To do -> Look through the data and write out every line with the word "necktie" in it.

Data for processing ->

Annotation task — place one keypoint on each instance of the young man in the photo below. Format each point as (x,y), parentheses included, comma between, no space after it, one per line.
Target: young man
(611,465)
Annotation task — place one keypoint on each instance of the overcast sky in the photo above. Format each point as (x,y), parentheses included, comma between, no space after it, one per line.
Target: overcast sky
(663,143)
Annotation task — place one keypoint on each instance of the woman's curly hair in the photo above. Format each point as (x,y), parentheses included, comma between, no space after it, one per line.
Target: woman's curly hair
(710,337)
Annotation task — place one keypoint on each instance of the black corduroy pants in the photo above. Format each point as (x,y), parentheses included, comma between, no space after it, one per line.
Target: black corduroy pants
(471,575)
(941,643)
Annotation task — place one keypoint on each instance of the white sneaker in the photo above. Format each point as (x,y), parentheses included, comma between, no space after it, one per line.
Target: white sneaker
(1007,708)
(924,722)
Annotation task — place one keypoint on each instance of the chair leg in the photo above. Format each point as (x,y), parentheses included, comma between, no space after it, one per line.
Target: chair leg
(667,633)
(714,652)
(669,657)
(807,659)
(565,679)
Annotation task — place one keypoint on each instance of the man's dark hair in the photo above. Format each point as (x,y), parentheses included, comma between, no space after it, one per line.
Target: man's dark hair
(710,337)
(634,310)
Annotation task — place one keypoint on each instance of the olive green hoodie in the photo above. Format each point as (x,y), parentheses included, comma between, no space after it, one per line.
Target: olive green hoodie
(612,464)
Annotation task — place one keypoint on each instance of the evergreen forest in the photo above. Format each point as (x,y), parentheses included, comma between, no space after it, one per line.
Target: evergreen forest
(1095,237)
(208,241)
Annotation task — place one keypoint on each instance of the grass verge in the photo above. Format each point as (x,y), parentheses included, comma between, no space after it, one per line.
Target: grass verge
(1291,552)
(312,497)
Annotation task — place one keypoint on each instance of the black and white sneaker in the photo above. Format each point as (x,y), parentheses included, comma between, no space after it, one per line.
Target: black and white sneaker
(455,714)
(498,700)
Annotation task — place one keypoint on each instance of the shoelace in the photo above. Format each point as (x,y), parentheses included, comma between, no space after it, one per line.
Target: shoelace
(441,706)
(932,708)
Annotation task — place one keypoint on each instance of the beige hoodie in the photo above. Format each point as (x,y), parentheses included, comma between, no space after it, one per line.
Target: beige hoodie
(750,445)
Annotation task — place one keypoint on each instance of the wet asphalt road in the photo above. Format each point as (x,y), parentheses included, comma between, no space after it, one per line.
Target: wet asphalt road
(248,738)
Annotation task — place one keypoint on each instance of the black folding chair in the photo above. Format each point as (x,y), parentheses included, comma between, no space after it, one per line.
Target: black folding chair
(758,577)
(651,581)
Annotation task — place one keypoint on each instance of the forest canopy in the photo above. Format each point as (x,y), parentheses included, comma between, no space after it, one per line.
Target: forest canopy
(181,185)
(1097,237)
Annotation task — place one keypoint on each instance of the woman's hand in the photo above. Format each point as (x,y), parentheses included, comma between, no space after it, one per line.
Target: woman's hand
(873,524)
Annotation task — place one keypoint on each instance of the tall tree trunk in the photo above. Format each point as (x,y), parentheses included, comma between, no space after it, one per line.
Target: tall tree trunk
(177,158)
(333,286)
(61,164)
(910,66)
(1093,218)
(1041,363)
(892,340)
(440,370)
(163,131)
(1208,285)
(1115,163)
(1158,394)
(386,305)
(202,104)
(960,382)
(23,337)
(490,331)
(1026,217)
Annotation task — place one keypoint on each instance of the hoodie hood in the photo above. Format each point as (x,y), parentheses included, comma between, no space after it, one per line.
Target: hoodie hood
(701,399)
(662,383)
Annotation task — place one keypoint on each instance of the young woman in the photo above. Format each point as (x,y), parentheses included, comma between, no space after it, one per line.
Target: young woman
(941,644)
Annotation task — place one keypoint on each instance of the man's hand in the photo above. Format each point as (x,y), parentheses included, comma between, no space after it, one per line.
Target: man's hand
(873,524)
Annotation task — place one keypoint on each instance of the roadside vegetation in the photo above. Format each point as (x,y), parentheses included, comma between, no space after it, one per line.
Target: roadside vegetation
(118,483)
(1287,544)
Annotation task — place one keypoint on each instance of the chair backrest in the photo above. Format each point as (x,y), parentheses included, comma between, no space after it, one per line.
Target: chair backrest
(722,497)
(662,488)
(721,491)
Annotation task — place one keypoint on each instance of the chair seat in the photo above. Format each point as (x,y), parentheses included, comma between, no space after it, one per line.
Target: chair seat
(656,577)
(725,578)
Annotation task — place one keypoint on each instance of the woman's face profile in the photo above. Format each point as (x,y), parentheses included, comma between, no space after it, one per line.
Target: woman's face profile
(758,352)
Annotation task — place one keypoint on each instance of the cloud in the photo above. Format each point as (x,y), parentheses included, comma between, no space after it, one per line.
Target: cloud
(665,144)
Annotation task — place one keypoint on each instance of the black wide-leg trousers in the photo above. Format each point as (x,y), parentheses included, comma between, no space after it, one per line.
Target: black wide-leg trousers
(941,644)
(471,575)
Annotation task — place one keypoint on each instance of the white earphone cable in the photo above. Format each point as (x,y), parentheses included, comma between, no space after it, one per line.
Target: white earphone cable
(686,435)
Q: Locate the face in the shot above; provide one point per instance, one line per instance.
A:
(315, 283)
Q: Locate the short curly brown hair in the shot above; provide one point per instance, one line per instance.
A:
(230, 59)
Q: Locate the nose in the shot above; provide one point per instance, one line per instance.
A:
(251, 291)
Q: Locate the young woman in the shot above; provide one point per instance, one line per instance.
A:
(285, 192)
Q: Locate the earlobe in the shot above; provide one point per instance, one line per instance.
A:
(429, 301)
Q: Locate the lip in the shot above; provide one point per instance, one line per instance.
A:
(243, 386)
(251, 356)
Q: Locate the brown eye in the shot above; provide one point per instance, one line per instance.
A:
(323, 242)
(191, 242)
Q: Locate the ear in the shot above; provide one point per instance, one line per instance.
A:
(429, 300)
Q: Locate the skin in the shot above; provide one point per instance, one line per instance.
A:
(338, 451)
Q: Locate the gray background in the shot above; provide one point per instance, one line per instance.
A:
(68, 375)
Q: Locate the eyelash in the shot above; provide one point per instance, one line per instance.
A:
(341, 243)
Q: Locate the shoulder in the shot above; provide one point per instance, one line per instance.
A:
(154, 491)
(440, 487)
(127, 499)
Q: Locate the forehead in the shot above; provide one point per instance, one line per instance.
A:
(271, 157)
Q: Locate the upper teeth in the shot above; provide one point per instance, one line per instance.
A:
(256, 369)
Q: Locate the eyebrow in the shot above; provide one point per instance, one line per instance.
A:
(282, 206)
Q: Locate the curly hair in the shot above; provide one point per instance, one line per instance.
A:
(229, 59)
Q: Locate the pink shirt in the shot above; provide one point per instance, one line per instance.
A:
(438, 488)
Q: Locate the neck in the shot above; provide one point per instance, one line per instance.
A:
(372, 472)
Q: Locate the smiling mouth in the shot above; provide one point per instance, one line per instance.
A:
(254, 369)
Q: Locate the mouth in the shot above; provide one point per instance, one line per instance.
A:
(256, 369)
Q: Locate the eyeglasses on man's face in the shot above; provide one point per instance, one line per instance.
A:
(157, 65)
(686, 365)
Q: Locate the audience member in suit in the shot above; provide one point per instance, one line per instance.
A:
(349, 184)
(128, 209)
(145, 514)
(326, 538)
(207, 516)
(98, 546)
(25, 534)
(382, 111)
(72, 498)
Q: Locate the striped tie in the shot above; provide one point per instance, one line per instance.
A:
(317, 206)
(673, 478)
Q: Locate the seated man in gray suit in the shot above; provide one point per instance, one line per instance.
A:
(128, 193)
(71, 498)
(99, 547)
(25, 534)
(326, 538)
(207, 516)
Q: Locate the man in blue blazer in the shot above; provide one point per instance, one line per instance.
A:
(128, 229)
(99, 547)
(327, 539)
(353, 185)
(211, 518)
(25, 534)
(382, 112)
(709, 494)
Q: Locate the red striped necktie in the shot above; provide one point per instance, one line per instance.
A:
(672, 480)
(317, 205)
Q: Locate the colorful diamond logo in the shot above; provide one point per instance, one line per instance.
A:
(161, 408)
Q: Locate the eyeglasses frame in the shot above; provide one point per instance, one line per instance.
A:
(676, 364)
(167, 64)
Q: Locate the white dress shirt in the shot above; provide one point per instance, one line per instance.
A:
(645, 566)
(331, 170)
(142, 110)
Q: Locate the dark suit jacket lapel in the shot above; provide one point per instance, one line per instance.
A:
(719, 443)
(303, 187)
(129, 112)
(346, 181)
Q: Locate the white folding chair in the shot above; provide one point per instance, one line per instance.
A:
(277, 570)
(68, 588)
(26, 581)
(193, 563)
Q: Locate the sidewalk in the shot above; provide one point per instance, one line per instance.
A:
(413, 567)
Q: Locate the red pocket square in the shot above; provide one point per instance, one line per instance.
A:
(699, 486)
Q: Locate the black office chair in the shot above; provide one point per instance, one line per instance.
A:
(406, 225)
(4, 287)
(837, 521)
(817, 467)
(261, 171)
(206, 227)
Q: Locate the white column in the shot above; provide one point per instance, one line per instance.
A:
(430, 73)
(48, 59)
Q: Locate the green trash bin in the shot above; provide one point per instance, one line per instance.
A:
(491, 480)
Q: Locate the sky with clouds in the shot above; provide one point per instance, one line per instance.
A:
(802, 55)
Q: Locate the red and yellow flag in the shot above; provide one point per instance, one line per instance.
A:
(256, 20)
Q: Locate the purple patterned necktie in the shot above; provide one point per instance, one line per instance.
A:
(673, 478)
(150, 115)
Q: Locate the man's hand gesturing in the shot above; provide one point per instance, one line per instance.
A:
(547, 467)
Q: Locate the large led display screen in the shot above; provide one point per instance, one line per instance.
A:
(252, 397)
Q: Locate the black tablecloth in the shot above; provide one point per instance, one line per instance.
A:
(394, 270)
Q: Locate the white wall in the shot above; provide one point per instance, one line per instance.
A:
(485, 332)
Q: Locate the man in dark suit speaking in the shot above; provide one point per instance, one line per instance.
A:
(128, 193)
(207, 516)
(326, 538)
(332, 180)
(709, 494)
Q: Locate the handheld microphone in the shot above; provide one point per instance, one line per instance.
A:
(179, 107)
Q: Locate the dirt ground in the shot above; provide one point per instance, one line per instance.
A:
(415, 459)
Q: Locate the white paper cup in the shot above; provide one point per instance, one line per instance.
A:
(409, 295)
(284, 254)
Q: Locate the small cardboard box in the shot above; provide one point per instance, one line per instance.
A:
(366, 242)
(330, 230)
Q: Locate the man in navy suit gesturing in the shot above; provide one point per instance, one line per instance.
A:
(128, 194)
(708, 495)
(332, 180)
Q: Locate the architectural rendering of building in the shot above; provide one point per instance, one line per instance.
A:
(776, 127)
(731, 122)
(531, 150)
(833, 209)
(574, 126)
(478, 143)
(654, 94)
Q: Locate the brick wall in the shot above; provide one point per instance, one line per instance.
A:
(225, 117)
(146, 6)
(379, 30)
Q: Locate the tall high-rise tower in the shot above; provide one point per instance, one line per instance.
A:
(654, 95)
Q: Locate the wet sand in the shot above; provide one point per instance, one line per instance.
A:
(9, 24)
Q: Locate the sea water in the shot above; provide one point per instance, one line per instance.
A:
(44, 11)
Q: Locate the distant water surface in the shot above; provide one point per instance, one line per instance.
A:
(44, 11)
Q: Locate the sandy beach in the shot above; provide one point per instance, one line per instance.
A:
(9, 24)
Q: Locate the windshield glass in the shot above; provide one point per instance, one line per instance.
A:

Output of the task ->
Q: Locate the red striped necktie in the shot above; provide one point per instance, one line per instance.
Q: Locate the purple patterned necktie in the shot above; provide one point per instance, one line per instance.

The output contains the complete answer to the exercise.